---- Supplied material

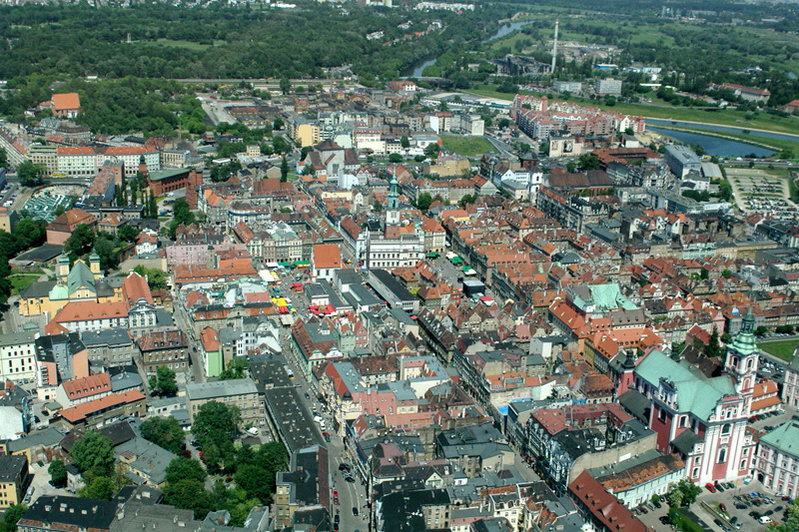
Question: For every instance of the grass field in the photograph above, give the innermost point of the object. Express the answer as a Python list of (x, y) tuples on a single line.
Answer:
[(20, 282), (783, 349), (778, 144), (467, 146)]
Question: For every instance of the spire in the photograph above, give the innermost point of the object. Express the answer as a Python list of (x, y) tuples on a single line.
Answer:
[(748, 323), (744, 342), (393, 192)]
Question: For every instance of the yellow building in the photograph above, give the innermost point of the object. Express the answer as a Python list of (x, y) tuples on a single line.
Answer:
[(14, 480), (76, 283), (305, 133)]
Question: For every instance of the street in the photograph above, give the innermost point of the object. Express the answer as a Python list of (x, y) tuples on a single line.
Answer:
[(350, 494)]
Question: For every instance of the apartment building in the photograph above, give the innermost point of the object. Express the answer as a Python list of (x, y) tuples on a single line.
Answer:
[(240, 393), (18, 357)]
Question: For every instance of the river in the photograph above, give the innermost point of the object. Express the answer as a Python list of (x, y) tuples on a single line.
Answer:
[(714, 145), (503, 30), (724, 129)]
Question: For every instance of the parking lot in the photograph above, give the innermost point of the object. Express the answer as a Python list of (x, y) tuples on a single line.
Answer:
[(741, 507)]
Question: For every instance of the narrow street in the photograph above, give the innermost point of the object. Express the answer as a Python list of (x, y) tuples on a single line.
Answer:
[(350, 494)]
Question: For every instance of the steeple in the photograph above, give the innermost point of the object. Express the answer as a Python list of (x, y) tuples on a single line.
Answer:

--------

(Work to do): Exclude the images, then output the data above word for word.

(Result below):
Question: For every instance of the grass field in the photograph above, give the innermost point of the object. Express the answer as a Python list of (x, y) tuples on a single line.
Answer:
[(20, 282), (783, 349), (778, 144), (467, 146)]
Question: For every instance of the spire in the photograph above, give the innermost point of the object. Express the answer as a Python list of (x, y) tuples on a single line.
Answer:
[(748, 323), (744, 342), (393, 192)]
Question: For every instance of the yellow building in the photograph above, give the innermost point of the object. Express the answer as a Python list of (x, y) tuples on a single line.
Answer:
[(14, 480), (76, 283), (305, 133)]
Question: For every instance of the street in the photograph above, give the innermost point of the object. Express the answer as a Python list of (x, y) tuples on a single line.
Answer:
[(350, 494)]
Question: For every instance of the apartment building in the photograph above, give the innermost point of the object. Express the answer as a Python list of (x, y) tuples on a single line.
Answer:
[(240, 393), (18, 357)]
Question: For every instance of the river in the photograph above, give the innermost point of the object. Express the answer as a Python list of (x, y) tuples on a single line.
Answer:
[(714, 145), (503, 30), (724, 129)]
Question: For every instance of the parking lot in the photograph above, give the innermost point of the object. Express the answer as a Python list of (x, y) tuples on a single line.
Answer:
[(741, 507)]
Question: For every instance of the narrow street in the photograph above, give the innermost point of the object. Express the answer as a Python list of (x, y) tuples on a single line.
Answer:
[(350, 494)]
Question: For every instance of the steeple in the photograph above, give the innermost point of the object. Express the answer as a Python list of (x, y) tuples on a single line.
Answer:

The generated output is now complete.